** SOURCE MATERIAL follows **

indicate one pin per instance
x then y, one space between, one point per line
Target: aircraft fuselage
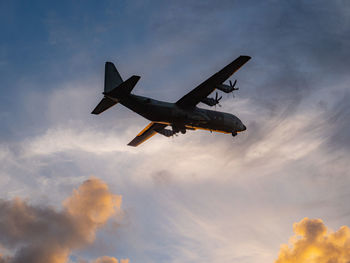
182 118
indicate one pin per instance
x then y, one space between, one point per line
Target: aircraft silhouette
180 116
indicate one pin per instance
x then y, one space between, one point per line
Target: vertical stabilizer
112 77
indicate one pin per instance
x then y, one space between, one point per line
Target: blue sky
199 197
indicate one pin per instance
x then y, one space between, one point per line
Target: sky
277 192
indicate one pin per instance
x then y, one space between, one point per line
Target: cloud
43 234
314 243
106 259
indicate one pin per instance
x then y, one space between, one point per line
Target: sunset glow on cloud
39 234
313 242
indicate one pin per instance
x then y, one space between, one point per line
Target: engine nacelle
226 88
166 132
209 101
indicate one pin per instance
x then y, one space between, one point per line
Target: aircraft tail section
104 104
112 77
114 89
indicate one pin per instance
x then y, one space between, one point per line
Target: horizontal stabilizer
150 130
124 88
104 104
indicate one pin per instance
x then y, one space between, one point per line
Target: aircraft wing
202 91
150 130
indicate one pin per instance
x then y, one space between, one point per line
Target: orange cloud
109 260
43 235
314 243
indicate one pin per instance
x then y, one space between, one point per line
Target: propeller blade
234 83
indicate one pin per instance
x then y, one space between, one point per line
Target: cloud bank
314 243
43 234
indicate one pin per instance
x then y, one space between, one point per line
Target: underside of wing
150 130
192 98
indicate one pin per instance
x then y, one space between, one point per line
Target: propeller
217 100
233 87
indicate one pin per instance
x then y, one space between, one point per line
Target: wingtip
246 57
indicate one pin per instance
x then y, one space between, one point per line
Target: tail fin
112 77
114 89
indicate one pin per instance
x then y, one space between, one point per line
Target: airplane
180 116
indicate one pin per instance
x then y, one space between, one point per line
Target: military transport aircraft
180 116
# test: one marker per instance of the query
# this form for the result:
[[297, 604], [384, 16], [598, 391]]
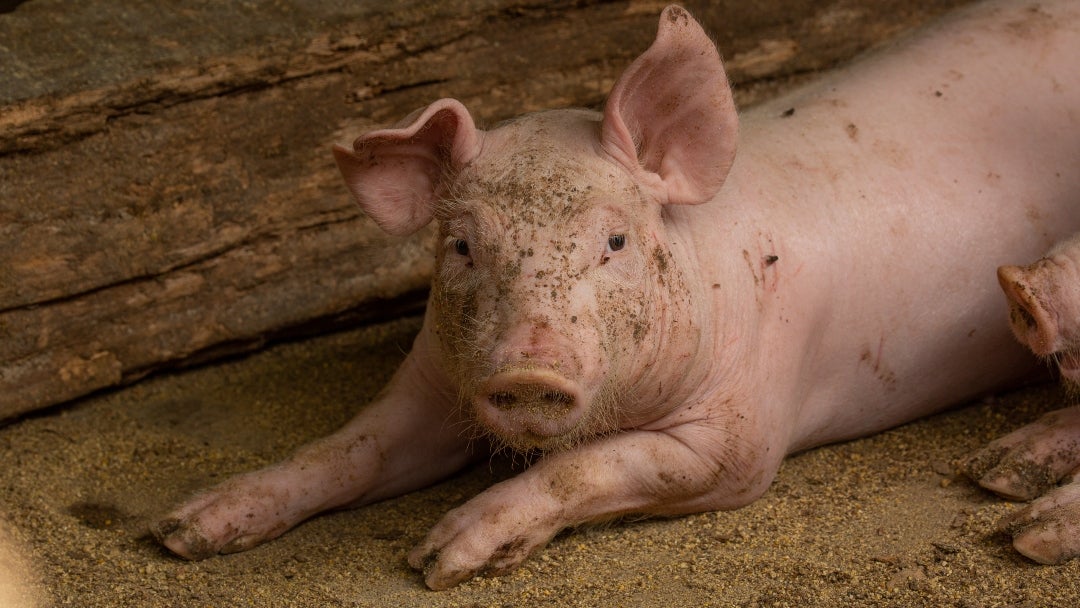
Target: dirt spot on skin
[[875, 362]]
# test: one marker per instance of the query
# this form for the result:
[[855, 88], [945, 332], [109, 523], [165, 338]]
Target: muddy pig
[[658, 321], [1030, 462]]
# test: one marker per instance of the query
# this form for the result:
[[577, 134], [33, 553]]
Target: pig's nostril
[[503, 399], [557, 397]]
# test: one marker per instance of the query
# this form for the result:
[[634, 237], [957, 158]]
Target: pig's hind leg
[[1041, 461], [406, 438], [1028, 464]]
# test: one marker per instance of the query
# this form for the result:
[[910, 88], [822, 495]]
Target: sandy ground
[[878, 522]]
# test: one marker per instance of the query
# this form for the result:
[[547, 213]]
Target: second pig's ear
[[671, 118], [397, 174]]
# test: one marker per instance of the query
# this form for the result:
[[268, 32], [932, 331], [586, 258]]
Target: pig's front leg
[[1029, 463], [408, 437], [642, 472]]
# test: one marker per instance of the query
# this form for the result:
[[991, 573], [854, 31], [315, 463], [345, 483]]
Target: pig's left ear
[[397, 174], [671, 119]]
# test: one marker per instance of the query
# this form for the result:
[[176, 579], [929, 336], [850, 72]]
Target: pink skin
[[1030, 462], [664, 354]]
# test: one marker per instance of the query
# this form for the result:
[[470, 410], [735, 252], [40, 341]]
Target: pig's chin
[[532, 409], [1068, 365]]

** End of SOURCE MATERIAL **

▶ _THE PROBLEM_:
An exact reproduction of every record above is required, with no pictures included.

▶ _ANSWER SECTION_:
indicate one pin per instance
x then y, one space between, one point per line
Target: aircraft fuselage
182 118
indicate one pin per instance
x then y, one space between, one point per line
Target: aircraft silhouette
180 116
indicate one pin per instance
x then y, one space between, one point per line
Target: vertical stabilizer
112 77
indicate one pin per instance
x then y, one space between, one point per line
Target: blue sky
199 197
indicate one pin per instance
x then y, one space between, one point per line
Target: sky
277 192
indicate one pin per instance
x then y, one space between, one point per line
Target: cloud
43 234
314 243
106 259
indicate one pin per instance
x then y, one space between, one point per line
Target: sunset glow on cloud
39 234
313 242
indicate one pin per instance
x then y, one space between, one point per line
Target: engine nacelle
226 88
166 132
209 101
indicate one pin per instance
x then y, one space between, one point per line
Target: aircraft tail section
104 104
112 77
114 89
indicate one pin per instance
x then y, one space between, one point per line
Target: horizontal stabilizer
150 130
124 88
104 104
indicate one pin per instance
x then y, one space between, one point per line
Target: aircraft wing
202 91
150 130
indicate one pin per instance
x then y, one space between, one point per line
Target: orange cloud
109 260
43 235
314 243
indicate one pin per instance
x then y, one space between, one point per line
Target: propeller blade
234 83
indicate one pin per instance
x then y, one space between, one point per line
Target: cloud bank
314 243
43 234
indicate one pin per instance
x then y, one space between, one point per line
Target: underside of wing
150 130
192 98
indicate one pin per instance
x then y, one space between, one point per line
Target: propeller
217 100
233 87
indicate one pin per instance
x then y, one space between, one point per line
Target: wingtip
246 57
indicate one pin per instance
x then y, one space between, one point per line
Target: tail fin
112 77
114 89
indicate one pin per instance
x then y, one space between, one point per line
Target: airplane
180 116
indicate one pin per instance
x then y, one space between, one point per line
Target: military transport aircraft
180 116
# test: one marker per instance of the query
# this form for the result:
[[297, 604], [384, 16], [598, 391]]
Target: dirt spot on skin
[[875, 362]]
# test: one marker per instance of the query
# this form for the result:
[[855, 88], [945, 332], [109, 523], [165, 338]]
Target: muddy pig
[[658, 321], [1030, 462]]
# test: one marker per instance of the query
# this form for the result:
[[577, 134], [33, 553]]
Target: pig's nostril
[[503, 399], [557, 397]]
# test: one marker per instance of the query
# this form for the result:
[[634, 237], [957, 158]]
Target: pig's hind leg
[[1041, 461], [406, 438], [1028, 464]]
# test: one marker per instance of the query
# this form for the result:
[[910, 88], [822, 495]]
Target: sandy ground
[[878, 522]]
# test: one marker per instance of the query
# this form for the result:
[[547, 213]]
Target: second pig's ear
[[671, 118], [397, 174]]
# test: one marker per instance of the query
# this form for the result:
[[268, 32], [932, 331], [586, 258]]
Target: pig's front leg
[[1029, 463], [408, 437], [642, 472]]
# test: one marker per instance of the query
# this form for the result:
[[991, 573], [854, 31], [315, 463], [345, 483]]
Target: pig's left ear
[[397, 174], [671, 119]]
# test: one marker per instance of the query
# this form for the result:
[[176, 579], [929, 336], [850, 72]]
Target: pink skin
[[1030, 462], [664, 354]]
# test: one marker per instance of the query
# this form for the result:
[[470, 410], [735, 252], [40, 341]]
Target: pig's chin
[[532, 409], [1068, 365]]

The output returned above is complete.